# START OF PAGE
Major props to using Ligeti's Requia at the end sequence, which is still scary as hell.

Matt Maxwell (Matt M.), Friday, 16 May 2003 14:11 (twenty-three years ago)

Ugh, I couldn't stand it. Blue Velvet on the other hand I consider to be far and away Lynch's best film. I won't go on and on about it, but I really think it's amazing.

People laughing at serious bits in films, especially films you really like, is very aggrevating to me. With Lynch, he was very inspired by 50s American melodramas, and a line like "Why are there people like Frank?" obviously is naive and bland, but it's also direct and sincere, and certainly the situation she's referring to is as upsetting as can be imagined. People are just laughing because they're uncomfortable... but I'd rather they be uncomfortable in silence.

Sean (Sean), Friday, 16 May 2003 14:15 (twenty-three years ago)

uh, anybody know if this is on DVD? And if so, is there any of that missing footage on it?

hstencil, Friday, 16 May 2003 14:15 (twenty-three years ago)

Stence, it's on DVD. I borrowed it from a friend while I was snowed in a few months ago. I never checked to see if there were extras.

Mandee, Friday, 16 May 2003 14:25 (twenty-three years ago)

Sean that's the thing, I think they found letting themselves be that uncomfortable too hard and decided to take the easy way out and laugh at the simple emotion, and not take it at all seriously. Good for them, but I found myself kinda scared that such simple honest feeling was suddenly so unhip. God, I really can't stand these hipsters! They weren't (I think) even getting to the "uncomfortable" stage; they just giggled at the sight of feeling.
# END OF PAGE
# START OF EXCERPTED DATA
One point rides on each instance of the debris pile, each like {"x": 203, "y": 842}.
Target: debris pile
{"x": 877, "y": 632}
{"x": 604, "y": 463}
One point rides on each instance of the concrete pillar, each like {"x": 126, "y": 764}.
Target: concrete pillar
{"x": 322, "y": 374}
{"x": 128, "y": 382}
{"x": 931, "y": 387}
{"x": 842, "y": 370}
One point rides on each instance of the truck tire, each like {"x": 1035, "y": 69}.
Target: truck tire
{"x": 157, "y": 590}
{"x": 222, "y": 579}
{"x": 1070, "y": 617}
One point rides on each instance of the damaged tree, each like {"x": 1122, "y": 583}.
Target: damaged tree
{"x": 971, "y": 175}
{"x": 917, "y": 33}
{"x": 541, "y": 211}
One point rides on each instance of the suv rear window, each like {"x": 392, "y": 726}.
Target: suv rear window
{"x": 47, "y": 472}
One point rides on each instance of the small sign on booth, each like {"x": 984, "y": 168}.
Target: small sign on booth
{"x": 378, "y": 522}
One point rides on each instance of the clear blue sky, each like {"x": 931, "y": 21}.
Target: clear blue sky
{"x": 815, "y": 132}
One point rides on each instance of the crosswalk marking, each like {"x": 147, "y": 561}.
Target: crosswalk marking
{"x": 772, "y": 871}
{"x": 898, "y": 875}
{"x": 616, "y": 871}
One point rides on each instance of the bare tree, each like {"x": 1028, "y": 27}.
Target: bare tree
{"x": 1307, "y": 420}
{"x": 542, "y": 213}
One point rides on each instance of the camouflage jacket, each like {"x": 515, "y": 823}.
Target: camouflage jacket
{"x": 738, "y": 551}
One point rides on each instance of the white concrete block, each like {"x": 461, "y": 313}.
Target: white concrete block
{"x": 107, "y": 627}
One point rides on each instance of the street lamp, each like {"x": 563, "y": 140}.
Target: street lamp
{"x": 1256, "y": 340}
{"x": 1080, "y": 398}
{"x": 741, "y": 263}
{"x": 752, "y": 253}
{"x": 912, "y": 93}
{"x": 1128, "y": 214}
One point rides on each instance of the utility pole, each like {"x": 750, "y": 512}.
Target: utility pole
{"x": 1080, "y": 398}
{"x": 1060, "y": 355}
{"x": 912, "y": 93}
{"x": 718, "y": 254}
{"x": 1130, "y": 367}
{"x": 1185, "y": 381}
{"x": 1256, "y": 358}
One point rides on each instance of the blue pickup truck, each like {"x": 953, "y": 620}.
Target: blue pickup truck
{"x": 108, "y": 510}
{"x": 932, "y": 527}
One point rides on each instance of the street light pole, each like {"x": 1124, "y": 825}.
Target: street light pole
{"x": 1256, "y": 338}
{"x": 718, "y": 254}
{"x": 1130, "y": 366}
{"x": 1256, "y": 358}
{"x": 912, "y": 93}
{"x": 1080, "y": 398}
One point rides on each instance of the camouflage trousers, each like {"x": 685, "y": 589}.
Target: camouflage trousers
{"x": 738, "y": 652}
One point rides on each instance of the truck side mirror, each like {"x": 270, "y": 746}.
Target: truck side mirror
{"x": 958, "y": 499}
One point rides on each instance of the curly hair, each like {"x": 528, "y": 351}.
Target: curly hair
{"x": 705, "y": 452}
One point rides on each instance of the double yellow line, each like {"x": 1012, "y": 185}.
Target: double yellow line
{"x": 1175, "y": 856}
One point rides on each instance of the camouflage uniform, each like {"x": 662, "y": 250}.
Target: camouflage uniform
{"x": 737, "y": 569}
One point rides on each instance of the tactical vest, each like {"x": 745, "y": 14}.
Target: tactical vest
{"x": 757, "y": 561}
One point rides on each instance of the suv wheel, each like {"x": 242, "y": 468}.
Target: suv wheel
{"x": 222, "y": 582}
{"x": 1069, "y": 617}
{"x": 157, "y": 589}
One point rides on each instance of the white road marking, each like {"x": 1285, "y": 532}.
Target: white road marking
# END OF EXCERPTED DATA
| GIVEN REQUEST |
Reproduce word for word the passage of the discussion of Lynch's films above that begins with "hstencil, Friday, 16" and ends with "sight of feeling.".

| ANSWER FOR THIS EXERCISE |
hstencil, Friday, 16 May 2003 14:15 (twenty-three years ago)

Stence, it's on DVD. I borrowed it from a friend while I was snowed in a few months ago. I never checked to see if there were extras.

Mandee, Friday, 16 May 2003 14:25 (twenty-three years ago)

Sean that's the thing, I think they found letting themselves be that uncomfortable too hard and decided to take the easy way out and laugh at the simple emotion, and not take it at all seriously. Good for them, but I found myself kinda scared that such simple honest feeling was suddenly so unhip. God, I really can't stand these hipsters! They weren't (I think) even getting to the "uncomfortable" stage; they just giggled at the sight of feeling.